▶ [Problem requirements] From the review of the film Rosie, list every real person it names (not the characters) along with the role it gives each one.

▶ [Quoted passage]
........

Draws considerable power from a pervasive ignorance on just how thin the barrier is between housing security and absolute free fall.

Rosie

3.75 / 5

If more people could conceptualize homelessness beyond the reductive imagery of vagrants in tattered rags reaching up at them, asking for change from a pile of blankets on unforgiving concrete, perhaps a film like Rosie wouldn’t come as such a shock for viewers. But here in the real world, the film is able to draw considerable power from a pervasive ignorance on just how thin the barrier is between housing security and absolute free fall.

Working from a stirring screenplay by novelist Roddy Doyle, director Paddy Breathnach tells the story of Rosie (Sarah Greene), a young mother of four in Dublin living out of her car with the children’s father John Paul (Moe Dunford). It’s only been two weeks since they lost the house they lived in for seven years because the landlord decided to sell it on short notice, leaving them precious little time to find a suitable replacement. Government services helps them with vouchers to secure temporary lodging with cooperating hotels, but so few are both willing to accept the service and have vacancy at the same time.

The film narrows its focus to one 36-hour cycle with the family, beginning with Rosie waiting in the car with her impatient children while a load of laundry finishes at her friend’s house. John Paul is at work, removed from much of this daily grind’s thornier elements, and Rosie is in far over her head trying to keep four kids of varying ages occupied and calm when there is no ground beneath them to offer solace. By shrinking the film’s scope to this simple day-and-a-half timeframe, the cyclical nature of being without consistent shelter comes into sharp focus, as every waking minute provides a new miniature crisis that needs solving, each piling higher and higher until the larger conundrum of settling down gets pushed further into the backburner.

Rosie is a film that refuses to paint in broad strokes, choosing instead to be a fly on the wall capturing the tiresome minutiae of transience. When you start the day not knowing where you’re going to sleep that night, it doesn’t matter where you’re going to sleep three nights from now. Your entire life becomes foreshortened into one long day that feels like it’s never going to end, until the sun goes down and the ticking clock grows louder, and you realize it’s going to end sooner than you ever could have imagined and the hotels are full and the rental adverts are behind. Then, God forbid you find a spot to rest for the night, when you wake up in the morning, the entire process is about to start again. And again. And again.

Every element of the filmmaking is in service of heightening this painful reality without ever needing to exaggerate it. Scenes shot in and around the car tend to place the camera in the backseat with the children, with the sound mixing showing Rosie’s voice muffle when she walks outside the car to discuss things in explicit terms she knows would frighten her kids. The cumulative effect is like documentary-style vérité but pushed to a level of intimacy that is as empathetic as it is emotionally exhausting.

There is a persistent artifice she must maintain to keep her children docile enough to carry on this harrowing journey, and the force with which Greene presents that dedication to the stretching of the truth is matched only by the sheer vulnerability she puts on display when a probing teacher or an inquiring friend presses beyond her crackling veneer of strength.

The fact that some viewers will make it all the way to the film’s crushing finale and have no fraction of their mind changed with regards to the plight of the homeless is one of the chief reasons homelessnes persists as it does across continents. It is so easy to see those without as somehow lesser, like the absence of an address has othered them to the point of being classified as a newer species far enough down the food chain as not to matter at all. But film is a powerful medium, a fictive environment that may not provide concrete solutions or change, but perhaps the necessary amount of compassion to move the needle even a little bit.

........

▶ [Record extracts]
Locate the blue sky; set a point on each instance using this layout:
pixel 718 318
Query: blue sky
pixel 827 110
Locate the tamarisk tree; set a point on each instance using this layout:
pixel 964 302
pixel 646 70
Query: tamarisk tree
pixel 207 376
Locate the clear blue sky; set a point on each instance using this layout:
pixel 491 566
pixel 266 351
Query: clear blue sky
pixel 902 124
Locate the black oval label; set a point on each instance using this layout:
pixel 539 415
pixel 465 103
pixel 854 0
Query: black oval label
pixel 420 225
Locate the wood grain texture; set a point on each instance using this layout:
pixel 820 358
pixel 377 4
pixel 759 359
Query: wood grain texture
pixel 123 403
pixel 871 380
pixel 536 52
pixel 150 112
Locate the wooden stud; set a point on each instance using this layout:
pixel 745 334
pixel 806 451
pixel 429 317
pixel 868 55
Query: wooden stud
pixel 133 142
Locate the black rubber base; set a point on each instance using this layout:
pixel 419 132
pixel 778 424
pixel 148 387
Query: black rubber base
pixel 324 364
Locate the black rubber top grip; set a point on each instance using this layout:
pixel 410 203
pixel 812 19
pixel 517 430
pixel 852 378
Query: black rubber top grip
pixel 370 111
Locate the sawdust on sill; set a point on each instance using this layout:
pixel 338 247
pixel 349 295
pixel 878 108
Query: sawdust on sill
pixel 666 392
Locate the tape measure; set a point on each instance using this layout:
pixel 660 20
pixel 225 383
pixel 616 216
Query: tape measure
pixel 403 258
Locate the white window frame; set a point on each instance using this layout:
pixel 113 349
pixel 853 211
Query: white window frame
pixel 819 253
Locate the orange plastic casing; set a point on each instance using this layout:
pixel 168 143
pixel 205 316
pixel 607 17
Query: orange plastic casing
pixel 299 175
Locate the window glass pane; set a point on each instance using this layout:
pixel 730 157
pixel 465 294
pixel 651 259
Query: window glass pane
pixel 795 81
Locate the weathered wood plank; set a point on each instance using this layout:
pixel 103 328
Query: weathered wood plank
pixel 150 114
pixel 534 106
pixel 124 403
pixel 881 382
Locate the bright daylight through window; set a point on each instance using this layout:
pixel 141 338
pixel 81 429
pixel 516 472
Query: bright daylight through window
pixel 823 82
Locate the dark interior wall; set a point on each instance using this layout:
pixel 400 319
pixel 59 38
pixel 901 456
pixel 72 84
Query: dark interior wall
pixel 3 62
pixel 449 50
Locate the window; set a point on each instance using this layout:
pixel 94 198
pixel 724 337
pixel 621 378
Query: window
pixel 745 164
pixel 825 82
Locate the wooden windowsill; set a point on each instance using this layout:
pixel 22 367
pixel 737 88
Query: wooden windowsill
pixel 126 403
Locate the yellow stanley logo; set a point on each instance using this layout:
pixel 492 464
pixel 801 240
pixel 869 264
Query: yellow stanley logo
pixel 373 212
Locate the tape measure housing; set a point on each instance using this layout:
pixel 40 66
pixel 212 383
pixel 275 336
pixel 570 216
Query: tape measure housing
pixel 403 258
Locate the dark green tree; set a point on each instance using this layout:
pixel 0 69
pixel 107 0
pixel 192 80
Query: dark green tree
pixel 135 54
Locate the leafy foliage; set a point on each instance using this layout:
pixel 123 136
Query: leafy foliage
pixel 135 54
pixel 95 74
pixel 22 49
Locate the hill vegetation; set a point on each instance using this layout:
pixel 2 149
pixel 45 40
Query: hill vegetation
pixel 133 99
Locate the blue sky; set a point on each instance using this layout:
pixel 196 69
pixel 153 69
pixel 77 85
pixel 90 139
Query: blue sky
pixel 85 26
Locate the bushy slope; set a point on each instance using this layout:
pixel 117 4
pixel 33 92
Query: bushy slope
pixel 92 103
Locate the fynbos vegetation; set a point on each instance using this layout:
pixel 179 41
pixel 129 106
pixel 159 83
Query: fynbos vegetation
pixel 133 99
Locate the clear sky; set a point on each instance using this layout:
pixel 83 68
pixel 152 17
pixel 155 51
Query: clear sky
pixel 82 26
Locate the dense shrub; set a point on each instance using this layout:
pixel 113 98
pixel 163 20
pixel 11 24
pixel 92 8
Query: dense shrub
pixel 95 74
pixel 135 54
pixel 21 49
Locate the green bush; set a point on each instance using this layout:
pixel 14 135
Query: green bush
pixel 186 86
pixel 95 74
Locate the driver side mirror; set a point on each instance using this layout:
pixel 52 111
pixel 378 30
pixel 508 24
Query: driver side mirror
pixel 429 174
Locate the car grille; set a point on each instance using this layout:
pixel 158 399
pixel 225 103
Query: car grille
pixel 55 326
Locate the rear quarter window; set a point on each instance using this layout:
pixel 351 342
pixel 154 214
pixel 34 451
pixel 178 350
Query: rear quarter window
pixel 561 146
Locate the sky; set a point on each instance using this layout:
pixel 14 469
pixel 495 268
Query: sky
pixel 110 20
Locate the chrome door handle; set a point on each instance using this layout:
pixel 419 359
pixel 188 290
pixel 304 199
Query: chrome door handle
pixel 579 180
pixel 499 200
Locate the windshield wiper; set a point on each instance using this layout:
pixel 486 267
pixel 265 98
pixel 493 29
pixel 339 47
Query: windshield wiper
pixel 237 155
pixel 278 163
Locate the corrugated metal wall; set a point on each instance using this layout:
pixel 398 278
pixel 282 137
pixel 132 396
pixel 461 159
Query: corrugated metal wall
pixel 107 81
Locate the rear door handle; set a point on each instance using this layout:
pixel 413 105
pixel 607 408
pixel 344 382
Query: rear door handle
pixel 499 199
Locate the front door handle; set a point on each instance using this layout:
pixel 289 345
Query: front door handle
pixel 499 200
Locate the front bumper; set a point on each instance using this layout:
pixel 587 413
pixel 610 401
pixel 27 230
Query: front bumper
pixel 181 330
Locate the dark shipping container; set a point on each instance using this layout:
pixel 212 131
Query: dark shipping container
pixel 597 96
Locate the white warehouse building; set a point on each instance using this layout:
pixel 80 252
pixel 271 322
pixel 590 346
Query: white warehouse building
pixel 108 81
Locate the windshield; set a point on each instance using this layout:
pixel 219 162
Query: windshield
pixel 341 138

........

▶ [Reply to the task]
- Roddy Doyle: novelist who wrote the screenplay
- Paddy Breathnach: director
- Sarah Greene: plays Rosie
- Moe Dunford: plays John Paul